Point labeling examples
━━━━━━
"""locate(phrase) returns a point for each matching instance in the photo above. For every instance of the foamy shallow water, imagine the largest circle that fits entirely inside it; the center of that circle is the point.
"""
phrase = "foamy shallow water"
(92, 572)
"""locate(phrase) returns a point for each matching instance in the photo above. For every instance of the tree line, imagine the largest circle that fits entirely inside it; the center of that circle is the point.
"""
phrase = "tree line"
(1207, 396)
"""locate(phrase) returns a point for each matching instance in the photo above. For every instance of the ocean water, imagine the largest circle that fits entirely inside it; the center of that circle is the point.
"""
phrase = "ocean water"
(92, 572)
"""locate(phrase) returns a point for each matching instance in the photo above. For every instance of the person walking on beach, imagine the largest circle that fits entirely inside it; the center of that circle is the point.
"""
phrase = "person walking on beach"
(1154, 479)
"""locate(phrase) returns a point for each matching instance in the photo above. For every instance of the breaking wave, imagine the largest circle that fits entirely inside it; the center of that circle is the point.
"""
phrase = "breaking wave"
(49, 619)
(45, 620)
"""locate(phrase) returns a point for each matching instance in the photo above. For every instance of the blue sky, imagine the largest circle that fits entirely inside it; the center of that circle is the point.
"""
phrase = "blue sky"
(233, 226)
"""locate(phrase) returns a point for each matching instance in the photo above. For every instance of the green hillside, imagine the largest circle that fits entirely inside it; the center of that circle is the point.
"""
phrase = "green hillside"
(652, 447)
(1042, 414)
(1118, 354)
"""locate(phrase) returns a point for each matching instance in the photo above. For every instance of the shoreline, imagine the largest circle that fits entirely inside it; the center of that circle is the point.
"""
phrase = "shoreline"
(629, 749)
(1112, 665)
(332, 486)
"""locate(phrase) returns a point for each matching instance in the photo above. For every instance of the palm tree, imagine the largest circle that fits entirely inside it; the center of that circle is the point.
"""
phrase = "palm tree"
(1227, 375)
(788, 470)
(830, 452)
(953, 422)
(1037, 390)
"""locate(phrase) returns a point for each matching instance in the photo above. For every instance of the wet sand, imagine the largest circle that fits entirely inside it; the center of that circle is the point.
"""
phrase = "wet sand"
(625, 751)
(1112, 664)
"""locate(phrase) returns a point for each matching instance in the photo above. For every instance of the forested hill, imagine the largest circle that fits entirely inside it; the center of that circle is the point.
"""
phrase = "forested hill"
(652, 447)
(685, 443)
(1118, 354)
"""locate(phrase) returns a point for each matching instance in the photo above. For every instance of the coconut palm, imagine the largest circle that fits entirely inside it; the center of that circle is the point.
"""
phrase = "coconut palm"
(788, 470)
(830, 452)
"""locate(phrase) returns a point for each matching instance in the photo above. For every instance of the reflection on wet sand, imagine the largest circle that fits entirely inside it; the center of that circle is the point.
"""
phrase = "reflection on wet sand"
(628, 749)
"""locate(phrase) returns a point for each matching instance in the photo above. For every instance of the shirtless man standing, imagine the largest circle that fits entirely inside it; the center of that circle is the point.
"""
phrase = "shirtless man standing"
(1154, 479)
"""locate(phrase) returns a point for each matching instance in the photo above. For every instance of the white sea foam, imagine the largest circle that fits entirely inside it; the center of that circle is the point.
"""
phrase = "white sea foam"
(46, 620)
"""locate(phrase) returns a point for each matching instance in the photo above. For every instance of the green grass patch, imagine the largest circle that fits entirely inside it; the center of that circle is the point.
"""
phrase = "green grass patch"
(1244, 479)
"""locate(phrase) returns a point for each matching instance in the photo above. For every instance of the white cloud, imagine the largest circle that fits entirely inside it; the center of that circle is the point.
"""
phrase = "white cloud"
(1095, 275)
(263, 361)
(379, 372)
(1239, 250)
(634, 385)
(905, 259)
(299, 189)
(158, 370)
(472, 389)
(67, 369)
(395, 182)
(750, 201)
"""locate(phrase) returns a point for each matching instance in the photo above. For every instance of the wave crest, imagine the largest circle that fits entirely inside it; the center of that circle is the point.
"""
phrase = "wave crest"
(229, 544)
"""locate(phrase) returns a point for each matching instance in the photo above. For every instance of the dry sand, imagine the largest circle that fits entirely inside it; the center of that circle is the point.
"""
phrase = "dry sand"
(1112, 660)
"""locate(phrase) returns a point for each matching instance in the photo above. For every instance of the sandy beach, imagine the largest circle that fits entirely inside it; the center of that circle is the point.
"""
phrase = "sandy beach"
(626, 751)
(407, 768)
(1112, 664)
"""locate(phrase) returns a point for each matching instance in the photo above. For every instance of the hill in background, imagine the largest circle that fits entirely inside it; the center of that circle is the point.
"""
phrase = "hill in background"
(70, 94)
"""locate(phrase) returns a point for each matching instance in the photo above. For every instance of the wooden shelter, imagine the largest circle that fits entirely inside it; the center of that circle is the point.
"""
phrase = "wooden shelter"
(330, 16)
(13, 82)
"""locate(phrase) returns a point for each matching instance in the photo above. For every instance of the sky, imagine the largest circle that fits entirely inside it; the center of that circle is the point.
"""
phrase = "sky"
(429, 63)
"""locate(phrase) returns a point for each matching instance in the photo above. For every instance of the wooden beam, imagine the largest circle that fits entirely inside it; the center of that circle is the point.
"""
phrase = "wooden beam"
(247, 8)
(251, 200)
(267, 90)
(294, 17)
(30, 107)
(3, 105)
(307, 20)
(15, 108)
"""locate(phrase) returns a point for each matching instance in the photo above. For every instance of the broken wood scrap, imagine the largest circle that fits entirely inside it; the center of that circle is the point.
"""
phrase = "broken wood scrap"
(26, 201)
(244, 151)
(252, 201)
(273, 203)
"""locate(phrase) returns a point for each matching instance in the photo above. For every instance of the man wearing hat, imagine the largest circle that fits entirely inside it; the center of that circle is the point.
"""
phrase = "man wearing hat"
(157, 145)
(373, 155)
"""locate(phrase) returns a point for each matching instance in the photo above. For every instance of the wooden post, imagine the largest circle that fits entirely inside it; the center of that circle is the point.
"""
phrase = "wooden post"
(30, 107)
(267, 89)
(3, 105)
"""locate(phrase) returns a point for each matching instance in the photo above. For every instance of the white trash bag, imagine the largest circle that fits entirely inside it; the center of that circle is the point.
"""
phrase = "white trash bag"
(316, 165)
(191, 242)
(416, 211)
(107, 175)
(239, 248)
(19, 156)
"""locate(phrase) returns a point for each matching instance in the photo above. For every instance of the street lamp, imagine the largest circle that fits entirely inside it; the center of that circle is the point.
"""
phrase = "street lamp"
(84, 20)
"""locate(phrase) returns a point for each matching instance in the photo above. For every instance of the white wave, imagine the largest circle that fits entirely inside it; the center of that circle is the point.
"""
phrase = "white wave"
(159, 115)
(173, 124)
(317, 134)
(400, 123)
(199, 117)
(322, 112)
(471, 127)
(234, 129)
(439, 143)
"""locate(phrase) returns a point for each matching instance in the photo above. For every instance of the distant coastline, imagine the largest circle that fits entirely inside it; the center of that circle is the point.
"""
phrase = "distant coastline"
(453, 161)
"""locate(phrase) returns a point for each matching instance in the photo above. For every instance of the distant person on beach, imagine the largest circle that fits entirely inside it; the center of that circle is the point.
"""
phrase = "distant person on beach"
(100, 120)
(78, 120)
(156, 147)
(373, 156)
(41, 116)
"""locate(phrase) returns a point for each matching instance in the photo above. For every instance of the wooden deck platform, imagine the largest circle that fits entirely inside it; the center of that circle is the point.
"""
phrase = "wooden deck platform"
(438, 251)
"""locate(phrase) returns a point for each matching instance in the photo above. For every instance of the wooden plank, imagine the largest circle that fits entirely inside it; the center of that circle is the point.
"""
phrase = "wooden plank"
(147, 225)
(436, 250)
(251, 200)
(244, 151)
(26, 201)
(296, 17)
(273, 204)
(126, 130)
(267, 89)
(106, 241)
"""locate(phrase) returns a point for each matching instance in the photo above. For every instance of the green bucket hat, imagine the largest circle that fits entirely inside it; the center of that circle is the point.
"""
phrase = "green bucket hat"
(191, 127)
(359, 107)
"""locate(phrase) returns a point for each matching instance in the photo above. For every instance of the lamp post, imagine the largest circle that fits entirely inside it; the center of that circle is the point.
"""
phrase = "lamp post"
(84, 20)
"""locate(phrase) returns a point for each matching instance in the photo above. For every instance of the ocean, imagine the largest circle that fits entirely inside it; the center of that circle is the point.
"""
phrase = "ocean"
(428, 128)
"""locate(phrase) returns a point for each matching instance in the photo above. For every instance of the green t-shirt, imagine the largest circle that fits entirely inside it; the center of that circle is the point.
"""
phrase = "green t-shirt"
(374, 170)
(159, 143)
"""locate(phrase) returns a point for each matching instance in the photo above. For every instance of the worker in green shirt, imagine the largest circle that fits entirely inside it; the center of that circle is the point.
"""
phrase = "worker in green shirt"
━━━━━━
> _What you will do_
Output only the lines from the one holding "the distant person" through the last line above, exactly as they appear.

> _Exercise answer_
"""locate(phrase) returns a point for each matching instance in the photo above. For every instance of the distant person on beach, imagine the largest circle that fits entirely inside it; the center of that circle is the point.
"""
phrase = "distant person on beach"
(100, 120)
(78, 120)
(156, 147)
(373, 156)
(41, 116)
"""locate(phrase) returns a point for each matching instance in the photo above. For every instance of the wooden deck platform, imagine the largest circle that fits entirely inside it; the center of that circle is the point.
"""
phrase = "wooden deck platform"
(438, 251)
"""locate(phrase) returns a point for each matching instance in the photo above. For every instance of the wooden plank, imagine the largest circle that fits entirely inside it; the center of that circle is the point.
"""
phrase = "wooden plank"
(147, 225)
(436, 250)
(251, 200)
(244, 151)
(26, 201)
(296, 17)
(273, 204)
(126, 130)
(267, 89)
(106, 241)
"""locate(phrase) returns a point for each matching instance in the photo above. For every instance of the green bucket hat, imagine the largest circle that fits entirely inside it; the center of that circle is the point.
"""
phrase = "green bucket hat"
(191, 127)
(359, 107)
"""locate(phrase) returns a point for each matching instance in the photo above. For every instance of the lamp post, imagine the largest circle that fits entirely inside it; the center of that circle is the point.
"""
phrase = "lamp post"
(84, 20)
"""locate(phrase) returns a point for each matching instance in the photo above. For every instance of the ocean, imagine the largest circle that fits entirely inside it; the center of that circle is the point.
"""
phrase = "ocean"
(428, 128)
"""locate(phrase) returns a point for each matching instance in the photo above. For every instance of the green t-shirt, imagine the largest circle that fits entirely inside it; the center of that circle is the point.
"""
phrase = "green t-shirt"
(374, 170)
(159, 143)
"""locate(phrase) returns a point for each matching instance in the photo above. For every instance of the worker in green shirt, imagine the largest circle that fits entirely inside it; the center of that circle is the point.
"""
phrase = "worker in green shirt"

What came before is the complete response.